• **Instructions for the task**
Please pick out every line in the items below that contains the string "their", and copy each one. Case counts.

─── Supplied information ───

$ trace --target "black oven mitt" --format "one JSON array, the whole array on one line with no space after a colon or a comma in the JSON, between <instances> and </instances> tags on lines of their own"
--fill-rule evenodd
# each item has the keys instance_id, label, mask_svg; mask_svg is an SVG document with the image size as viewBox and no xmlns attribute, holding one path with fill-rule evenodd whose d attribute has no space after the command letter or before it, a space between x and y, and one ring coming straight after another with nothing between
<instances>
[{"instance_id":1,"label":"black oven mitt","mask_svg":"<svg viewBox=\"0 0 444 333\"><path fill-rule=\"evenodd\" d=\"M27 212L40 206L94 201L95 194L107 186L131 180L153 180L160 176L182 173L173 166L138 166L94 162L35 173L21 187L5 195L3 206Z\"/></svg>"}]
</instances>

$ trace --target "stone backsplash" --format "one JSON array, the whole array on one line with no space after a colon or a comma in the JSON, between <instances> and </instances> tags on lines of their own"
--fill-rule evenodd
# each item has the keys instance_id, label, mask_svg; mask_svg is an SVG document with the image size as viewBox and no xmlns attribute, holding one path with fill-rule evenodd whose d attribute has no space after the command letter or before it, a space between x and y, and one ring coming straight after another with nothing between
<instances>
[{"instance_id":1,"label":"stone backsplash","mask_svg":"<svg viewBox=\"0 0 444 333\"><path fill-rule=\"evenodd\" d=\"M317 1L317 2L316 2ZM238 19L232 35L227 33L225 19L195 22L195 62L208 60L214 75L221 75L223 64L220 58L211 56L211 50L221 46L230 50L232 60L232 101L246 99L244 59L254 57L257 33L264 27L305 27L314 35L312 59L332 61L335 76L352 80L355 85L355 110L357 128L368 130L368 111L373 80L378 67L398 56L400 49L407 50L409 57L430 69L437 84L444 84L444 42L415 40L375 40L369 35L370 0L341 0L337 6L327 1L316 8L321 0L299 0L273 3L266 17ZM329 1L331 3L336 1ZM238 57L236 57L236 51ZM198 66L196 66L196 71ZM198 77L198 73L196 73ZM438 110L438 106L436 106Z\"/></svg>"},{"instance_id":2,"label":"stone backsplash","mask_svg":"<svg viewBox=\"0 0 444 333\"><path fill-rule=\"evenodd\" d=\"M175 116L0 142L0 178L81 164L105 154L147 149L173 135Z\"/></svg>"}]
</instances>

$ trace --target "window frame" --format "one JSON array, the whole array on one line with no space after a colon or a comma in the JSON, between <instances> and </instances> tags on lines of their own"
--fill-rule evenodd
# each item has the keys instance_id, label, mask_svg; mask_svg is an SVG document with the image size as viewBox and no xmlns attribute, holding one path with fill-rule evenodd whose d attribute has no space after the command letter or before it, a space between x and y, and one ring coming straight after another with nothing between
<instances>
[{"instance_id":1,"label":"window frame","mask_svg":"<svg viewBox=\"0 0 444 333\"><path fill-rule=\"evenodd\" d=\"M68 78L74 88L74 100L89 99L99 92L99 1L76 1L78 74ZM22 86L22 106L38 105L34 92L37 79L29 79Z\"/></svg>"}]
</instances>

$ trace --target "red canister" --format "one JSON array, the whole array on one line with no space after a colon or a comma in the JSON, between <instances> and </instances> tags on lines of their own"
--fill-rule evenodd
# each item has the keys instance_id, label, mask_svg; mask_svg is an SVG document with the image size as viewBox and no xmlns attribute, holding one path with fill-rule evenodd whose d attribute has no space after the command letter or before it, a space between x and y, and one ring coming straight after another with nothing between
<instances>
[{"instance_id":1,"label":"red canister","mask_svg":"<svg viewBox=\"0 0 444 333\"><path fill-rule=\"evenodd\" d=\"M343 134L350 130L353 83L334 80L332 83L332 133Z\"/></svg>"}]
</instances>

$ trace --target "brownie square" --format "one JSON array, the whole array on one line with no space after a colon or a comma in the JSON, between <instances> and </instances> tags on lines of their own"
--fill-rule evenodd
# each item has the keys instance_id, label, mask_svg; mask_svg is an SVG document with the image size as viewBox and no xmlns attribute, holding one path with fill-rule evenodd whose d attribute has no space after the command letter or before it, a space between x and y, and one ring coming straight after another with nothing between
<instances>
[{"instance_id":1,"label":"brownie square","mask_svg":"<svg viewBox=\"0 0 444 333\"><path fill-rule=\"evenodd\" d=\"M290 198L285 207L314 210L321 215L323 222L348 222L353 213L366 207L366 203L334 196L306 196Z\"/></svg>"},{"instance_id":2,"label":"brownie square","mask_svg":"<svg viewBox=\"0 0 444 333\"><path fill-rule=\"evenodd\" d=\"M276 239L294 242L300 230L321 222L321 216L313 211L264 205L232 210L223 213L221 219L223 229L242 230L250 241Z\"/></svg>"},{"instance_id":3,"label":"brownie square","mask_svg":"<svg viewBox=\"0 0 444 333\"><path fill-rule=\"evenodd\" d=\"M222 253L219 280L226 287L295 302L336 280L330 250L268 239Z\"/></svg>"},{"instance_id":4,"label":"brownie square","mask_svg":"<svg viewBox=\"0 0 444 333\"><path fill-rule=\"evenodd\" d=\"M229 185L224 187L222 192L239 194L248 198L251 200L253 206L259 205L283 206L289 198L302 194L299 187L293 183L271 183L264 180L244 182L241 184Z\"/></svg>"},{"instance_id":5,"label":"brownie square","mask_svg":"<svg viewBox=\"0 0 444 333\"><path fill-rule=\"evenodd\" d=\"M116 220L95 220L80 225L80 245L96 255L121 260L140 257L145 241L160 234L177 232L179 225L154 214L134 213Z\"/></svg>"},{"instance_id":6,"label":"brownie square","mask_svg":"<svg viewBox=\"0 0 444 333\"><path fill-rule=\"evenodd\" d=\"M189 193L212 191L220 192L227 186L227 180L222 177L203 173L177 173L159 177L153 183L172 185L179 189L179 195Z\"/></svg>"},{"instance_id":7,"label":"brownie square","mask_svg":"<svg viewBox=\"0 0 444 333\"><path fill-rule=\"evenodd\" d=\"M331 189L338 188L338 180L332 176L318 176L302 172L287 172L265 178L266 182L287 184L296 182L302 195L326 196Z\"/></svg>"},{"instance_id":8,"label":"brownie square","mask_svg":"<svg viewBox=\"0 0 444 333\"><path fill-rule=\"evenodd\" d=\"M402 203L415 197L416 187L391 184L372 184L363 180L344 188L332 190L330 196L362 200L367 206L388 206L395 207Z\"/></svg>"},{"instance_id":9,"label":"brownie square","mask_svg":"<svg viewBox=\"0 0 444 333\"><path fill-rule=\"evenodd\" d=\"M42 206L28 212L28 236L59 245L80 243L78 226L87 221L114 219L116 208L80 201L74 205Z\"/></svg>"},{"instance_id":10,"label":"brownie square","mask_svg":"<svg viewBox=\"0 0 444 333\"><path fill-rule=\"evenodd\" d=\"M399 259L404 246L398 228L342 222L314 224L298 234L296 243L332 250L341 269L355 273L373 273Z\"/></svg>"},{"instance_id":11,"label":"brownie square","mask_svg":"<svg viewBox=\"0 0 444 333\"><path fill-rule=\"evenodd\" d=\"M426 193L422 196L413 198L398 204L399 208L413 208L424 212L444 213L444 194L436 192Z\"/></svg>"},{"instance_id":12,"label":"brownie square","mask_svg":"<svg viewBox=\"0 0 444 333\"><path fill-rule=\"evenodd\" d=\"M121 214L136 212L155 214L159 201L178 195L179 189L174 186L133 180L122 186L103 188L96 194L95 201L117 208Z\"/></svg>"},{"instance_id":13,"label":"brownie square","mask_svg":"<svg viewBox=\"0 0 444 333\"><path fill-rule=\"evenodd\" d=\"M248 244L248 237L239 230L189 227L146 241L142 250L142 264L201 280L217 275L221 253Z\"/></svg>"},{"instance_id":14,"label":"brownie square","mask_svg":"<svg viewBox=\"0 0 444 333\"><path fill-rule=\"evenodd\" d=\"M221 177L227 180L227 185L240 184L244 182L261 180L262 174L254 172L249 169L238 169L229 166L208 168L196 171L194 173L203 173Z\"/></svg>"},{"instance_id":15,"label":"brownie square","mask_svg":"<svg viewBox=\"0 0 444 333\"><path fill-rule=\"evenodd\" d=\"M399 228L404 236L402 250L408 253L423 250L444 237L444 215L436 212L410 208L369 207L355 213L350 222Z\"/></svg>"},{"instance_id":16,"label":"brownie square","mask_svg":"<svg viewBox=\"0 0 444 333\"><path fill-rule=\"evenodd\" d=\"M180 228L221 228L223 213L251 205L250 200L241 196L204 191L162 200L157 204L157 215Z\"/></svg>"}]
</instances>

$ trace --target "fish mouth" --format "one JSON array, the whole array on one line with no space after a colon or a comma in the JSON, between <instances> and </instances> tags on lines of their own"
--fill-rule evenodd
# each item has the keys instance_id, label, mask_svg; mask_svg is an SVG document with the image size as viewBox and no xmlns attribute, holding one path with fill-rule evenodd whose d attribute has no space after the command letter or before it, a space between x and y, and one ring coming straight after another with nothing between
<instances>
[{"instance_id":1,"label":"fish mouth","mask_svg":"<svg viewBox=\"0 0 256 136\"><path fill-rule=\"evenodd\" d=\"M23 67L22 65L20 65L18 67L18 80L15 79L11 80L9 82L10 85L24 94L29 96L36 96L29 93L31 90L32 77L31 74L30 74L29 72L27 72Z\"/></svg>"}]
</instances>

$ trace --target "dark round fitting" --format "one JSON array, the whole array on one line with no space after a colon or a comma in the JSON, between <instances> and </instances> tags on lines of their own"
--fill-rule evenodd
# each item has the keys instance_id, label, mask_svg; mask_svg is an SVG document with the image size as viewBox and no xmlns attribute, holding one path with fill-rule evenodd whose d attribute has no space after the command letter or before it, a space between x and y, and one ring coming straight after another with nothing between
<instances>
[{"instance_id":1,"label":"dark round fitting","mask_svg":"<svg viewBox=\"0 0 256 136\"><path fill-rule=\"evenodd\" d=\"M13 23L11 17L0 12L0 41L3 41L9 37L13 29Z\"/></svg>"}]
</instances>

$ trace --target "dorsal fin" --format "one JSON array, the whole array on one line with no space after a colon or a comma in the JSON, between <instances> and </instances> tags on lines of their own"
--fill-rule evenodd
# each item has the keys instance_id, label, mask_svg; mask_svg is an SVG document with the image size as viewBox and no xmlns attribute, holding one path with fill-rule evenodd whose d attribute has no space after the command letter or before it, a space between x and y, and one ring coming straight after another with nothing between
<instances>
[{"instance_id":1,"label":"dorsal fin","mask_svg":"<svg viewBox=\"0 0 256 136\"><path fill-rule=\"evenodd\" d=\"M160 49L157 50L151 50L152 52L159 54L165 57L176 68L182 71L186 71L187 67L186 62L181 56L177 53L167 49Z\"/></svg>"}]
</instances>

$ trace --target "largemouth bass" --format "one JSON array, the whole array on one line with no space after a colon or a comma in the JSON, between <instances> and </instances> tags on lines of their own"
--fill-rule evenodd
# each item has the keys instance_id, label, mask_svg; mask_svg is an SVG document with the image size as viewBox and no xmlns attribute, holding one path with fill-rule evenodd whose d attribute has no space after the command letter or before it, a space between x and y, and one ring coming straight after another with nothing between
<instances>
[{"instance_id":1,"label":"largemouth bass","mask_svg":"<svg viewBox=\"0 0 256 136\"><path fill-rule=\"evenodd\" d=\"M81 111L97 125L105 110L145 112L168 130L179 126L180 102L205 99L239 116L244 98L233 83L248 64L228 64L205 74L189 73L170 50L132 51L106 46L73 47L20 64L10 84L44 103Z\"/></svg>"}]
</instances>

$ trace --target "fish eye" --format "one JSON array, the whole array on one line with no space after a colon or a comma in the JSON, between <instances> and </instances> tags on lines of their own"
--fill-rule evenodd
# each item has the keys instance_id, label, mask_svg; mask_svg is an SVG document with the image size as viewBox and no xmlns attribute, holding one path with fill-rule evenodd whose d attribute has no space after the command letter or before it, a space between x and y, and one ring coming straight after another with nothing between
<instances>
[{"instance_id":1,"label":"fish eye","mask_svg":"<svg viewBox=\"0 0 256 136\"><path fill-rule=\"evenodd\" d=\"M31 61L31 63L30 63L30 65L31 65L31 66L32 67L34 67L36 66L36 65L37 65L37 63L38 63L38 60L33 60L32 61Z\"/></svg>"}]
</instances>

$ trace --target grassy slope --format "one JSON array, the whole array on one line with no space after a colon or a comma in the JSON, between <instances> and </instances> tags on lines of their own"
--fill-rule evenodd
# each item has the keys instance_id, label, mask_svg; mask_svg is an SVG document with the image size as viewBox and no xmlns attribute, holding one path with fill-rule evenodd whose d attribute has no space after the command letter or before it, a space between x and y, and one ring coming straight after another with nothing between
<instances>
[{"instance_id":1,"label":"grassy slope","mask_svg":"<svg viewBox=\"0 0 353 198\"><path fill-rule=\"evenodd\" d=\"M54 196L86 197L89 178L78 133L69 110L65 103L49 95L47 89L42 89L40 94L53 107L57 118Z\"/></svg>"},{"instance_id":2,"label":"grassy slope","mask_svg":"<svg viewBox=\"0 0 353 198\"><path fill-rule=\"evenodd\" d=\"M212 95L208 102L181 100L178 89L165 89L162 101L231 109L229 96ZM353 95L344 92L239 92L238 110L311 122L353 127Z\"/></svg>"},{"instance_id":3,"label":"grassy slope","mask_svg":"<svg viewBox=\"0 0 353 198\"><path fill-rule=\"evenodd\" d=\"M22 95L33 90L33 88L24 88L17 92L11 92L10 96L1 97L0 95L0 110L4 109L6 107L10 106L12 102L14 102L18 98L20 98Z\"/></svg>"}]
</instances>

───

• **Output**
$ trace --target "black oven mitt" --format "one JSON array, the whole array on one line with no space after a colon or a comma in the JSON, between <instances> and </instances> tags on lines of their own"
$ trace --target "stone backsplash" --format "one JSON array, the whole array on one line with no space after a colon or a comma in the JSON, between <instances> and </instances> tags on lines of their own"
$ trace --target "window frame" --format "one JSON array, the whole array on one line with no space after a colon or a comma in the JSON, between <instances> and </instances> tags on lines of their own"
$ trace --target "red canister" --format "one JSON array, the whole array on one line with no space after a colon or a comma in the JSON, between <instances> and </instances> tags on lines of their own"
$ trace --target "brownie square" --format "one JSON array, the whole array on one line with no space after a colon or a comma in the JSON, between <instances> and </instances> tags on lines of their own"
$ trace --target "fish mouth" --format "one JSON array, the whole array on one line with no space after a colon or a comma in the JSON, between <instances> and </instances> tags on lines of their own"
$ trace --target "dark round fitting" --format "one JSON array, the whole array on one line with no space after a colon or a comma in the JSON, between <instances> and </instances> tags on lines of their own"
$ trace --target "dorsal fin" --format "one JSON array, the whole array on one line with no space after a colon or a comma in the JSON, between <instances> and </instances> tags on lines of their own"
$ trace --target "largemouth bass" --format "one JSON array, the whole array on one line with no space after a colon or a comma in the JSON, between <instances> and </instances> tags on lines of their own"
$ trace --target "fish eye" --format "one JSON array, the whole array on one line with no space after a colon or a comma in the JSON, between <instances> and </instances> tags on lines of their own"
$ trace --target grassy slope --format "one JSON array, the whole array on one line with no space after a colon or a comma in the JSON, between <instances> and </instances> tags on lines of their own"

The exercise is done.